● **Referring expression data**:
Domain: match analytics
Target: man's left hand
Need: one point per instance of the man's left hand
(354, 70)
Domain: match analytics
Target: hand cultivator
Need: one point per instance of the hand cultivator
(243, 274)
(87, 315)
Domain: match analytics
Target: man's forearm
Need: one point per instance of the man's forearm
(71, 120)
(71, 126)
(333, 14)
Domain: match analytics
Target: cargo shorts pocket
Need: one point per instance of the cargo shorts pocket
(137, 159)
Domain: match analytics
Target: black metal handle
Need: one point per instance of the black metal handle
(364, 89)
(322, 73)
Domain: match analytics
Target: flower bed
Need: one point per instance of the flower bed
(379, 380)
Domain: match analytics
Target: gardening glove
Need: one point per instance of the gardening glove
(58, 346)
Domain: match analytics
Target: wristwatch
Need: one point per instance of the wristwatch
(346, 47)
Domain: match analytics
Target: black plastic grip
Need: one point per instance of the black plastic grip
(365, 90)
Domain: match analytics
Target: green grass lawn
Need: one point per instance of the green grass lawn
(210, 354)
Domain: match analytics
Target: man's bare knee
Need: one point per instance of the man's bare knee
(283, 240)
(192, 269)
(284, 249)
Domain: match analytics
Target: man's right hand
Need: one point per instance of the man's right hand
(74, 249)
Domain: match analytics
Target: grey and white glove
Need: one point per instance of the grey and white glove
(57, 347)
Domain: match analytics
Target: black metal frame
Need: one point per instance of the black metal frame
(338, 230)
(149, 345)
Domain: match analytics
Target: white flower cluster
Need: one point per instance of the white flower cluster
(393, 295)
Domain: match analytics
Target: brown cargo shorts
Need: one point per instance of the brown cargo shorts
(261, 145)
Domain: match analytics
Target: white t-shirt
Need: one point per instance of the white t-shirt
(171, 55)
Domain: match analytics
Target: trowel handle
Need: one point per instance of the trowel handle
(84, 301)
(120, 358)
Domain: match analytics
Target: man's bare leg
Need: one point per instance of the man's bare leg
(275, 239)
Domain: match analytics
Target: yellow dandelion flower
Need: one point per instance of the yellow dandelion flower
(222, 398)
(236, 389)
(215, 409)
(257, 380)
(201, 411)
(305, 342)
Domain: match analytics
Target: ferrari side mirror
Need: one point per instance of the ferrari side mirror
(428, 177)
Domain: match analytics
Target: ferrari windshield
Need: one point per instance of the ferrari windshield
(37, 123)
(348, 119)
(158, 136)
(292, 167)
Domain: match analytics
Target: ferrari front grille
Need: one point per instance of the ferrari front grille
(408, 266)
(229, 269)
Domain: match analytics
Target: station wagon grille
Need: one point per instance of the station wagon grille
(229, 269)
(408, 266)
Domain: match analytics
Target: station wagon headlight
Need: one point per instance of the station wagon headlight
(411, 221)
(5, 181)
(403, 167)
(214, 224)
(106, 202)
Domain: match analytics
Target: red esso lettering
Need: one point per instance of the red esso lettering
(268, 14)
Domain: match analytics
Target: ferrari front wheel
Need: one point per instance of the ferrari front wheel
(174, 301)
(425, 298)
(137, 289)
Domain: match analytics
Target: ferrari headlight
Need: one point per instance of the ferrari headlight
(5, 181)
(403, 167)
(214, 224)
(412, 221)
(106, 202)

● **What you will do**: Copy out only the lines of the records above from the one with "Need: one point per instance of the black metal handle" through the one with "Target: black plastic grip", exactly as they stand, both included.

● **Exercise result**:
Need: one point per instance of the black metal handle
(364, 89)
(322, 73)
Domain: match analytics
Target: flower bed
Need: one point per instance of the flower bed
(379, 380)
Domain: match analytics
Target: gardening glove
Need: one point per instance of the gardening glove
(58, 346)
Domain: match analytics
Target: wristwatch
Need: one point per instance of the wristwatch
(346, 47)
Domain: match analytics
Target: black plastic grip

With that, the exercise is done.